### DOCUMENT EXCERPT
Begin
Left Behind is a 2014 American apocalyptic thriller film directed by Vic Armstrong and written by Paul LaLonde and John Patus. Based on the 1995 novel of the same name written by Tim LaHaye and Jerry B. Jenkins, the film stars Nicolas Cage, Chad Michael Murray, Cassi Thomson, Nicky Whelan, Jordin Sparks, and Lea Thompson. The second film adaptation of the first Left Behind novel but not following the book's chronology, it centers on a worldwide disaster, which is shown from the perspective of one family, a husband (airline pilot Rayford Steele) and wife facing marital difficulties, and their two children.

Left Behind was theatrically released on October 3, 2014, by Freestyle Releasing. It was panned by critics and holds a 0% rating on Rotten Tomatoes. The film grossed $27 million worldwide against its $16 million production budget. A sequel featuring a new cast, titled Left Behind: Rise of the Antichrist, was released in 2023, with Kevin Sorbo starring and directing, while LaLonde returned as producer.

Plot 
University of Central Arkansas student Chloe Steele has flown home from college to New York to surprise her father, pilot Rayford Steele, for his birthday party. However, her mother, Irene, informs her that her father cannot make it. While at the airport waiting for him, Chloe meets investigative reporter Cameron "Buck" Williams.

Rayford shows up on his way to a flight and apologizes to Chloe for missing his birthday party, insisting he was called in to pilot a flight to London at the last minute. He also assures Chloe that things are fine between himself and his wife, who recently had become a proselytising Christian, much to Chloe's annoyance. Chloe suspects things are not fine between her parents – she had seen him flirting with flight attendant Hattie Durham and notices he has removed his wedding ring. Her suspicions are soon confirmed when an airport worker hands Chloe a pair of tickets for a concert in London that Rayford had ordered, indicating his trip was planned in advance.
End
### SUPPLIED ENTRIES
Begin
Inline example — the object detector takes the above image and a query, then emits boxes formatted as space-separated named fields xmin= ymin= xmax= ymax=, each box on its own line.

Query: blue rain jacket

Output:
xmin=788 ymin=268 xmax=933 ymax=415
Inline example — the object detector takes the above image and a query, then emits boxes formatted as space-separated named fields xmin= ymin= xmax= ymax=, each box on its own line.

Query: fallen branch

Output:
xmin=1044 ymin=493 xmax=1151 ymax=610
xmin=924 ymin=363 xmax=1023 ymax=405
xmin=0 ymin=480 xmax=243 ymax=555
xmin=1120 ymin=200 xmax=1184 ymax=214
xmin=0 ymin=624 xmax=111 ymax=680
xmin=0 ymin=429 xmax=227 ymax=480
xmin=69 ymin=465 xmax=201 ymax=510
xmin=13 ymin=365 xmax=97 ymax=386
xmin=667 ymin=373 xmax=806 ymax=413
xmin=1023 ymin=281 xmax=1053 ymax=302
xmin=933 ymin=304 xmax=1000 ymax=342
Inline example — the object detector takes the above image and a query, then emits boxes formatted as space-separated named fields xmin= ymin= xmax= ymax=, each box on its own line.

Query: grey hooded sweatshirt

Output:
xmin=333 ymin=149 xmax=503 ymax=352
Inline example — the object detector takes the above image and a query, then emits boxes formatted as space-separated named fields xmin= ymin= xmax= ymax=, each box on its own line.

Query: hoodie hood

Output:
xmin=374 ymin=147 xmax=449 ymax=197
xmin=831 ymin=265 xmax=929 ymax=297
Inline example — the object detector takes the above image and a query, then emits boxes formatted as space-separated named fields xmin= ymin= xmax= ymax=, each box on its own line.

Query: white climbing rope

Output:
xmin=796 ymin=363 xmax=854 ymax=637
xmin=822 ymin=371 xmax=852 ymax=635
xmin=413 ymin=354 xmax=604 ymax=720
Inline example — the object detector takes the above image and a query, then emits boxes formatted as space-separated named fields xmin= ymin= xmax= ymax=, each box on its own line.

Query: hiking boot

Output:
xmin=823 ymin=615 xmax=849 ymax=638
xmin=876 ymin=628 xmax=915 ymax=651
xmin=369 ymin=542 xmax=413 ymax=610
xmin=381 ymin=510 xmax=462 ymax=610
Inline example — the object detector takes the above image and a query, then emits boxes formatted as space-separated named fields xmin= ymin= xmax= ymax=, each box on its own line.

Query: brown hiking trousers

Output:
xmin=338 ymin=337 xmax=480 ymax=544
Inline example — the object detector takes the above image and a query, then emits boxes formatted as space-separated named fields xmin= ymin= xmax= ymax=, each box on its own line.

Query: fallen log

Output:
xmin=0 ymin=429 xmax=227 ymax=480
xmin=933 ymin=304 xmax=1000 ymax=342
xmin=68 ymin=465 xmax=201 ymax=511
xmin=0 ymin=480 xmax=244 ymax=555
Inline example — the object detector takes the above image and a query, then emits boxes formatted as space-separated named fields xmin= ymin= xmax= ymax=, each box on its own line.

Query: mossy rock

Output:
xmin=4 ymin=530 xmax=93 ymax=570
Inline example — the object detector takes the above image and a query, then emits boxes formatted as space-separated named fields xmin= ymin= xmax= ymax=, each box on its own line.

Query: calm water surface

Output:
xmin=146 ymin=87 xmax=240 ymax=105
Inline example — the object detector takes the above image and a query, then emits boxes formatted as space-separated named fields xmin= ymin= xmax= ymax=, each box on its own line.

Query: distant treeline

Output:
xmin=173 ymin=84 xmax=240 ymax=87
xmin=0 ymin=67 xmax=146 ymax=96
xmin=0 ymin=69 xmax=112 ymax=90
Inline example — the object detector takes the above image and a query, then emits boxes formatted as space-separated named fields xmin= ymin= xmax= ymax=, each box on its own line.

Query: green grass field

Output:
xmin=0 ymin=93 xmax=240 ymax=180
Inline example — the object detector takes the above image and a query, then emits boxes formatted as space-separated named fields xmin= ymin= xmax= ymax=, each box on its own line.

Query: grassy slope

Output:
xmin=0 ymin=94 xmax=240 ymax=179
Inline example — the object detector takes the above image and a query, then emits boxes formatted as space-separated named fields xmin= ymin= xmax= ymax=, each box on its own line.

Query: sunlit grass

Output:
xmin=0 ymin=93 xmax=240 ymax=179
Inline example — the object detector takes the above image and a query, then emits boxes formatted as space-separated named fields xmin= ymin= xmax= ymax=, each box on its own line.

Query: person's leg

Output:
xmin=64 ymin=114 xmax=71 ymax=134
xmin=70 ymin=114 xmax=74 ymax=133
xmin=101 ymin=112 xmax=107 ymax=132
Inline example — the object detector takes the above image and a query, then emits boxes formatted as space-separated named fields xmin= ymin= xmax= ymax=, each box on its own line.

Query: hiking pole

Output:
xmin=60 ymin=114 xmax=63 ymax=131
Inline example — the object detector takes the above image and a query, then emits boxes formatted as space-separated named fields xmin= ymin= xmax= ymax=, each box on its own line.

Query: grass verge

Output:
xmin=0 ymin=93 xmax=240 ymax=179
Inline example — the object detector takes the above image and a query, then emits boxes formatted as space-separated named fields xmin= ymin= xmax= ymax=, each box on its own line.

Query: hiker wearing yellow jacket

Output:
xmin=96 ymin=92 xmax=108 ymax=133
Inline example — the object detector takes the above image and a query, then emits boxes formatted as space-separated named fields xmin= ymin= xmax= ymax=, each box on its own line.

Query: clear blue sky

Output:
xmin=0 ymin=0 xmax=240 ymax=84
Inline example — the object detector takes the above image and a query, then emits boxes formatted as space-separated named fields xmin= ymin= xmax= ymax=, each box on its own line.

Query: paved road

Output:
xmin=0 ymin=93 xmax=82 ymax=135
End
### REQUEST A
Answer from the Left Behind article:
(i) Who directed the film?
(ii) On what date was it released in theaters?
(iii) Which university does Chloe Steele attend?
### REQUEST B
Name every actor the Left Behind article says stars in the 2014 film.
### REQUEST C
Carry on the plot summary in the Left Behind article, picking up right after its final sentence.
Nothing in the listing is needed here.

### TASK RESPONSE A
(i) Vic Armstrong
(ii) October 3, 2014
(iii) University of Central Arkansas

### TASK RESPONSE B
Nicolas Cage, Chad Michael Murray, Cassi Thomson, Nicky Whelan, Jordin Sparks, Lea Thompson

### TASK RESPONSE C
Chloe brushes off another of her mother's preachings and takes her brother to the mall. As she hugs him, he vanishes, into thin air, leaving his clothes behind. The same has happened to numerous others at the mall. Mayhem breaks loose as shoppers begin looting the stores. A driver-less car plows through the mall windows, and a small plane without a pilot crashes into the parking lot. Chloe sees television reports of children and some adults disappearing, as worldwide panic sets in.

On Rayford's flight, the same strange event has occurred – several people, including his co-pilot Chris Smith, Kimmy, one of the flight attendants, and all the children on board, have simply disappeared. The remaining passengers panic and demand answers. Rayford does his best to reassure the passengers he will pass on information once he has any. He has difficulty getting radio or satellite phone contact with anyone on the ground, until he is finally informed that people have disappeared everywhere and the world is in uproar. Soon a pilot-less jet approaches directly into their flight path, resulting in a midair collision, that damages Rayford's fuel line. He decides his only option is to return to New York and hope his fuel holds out.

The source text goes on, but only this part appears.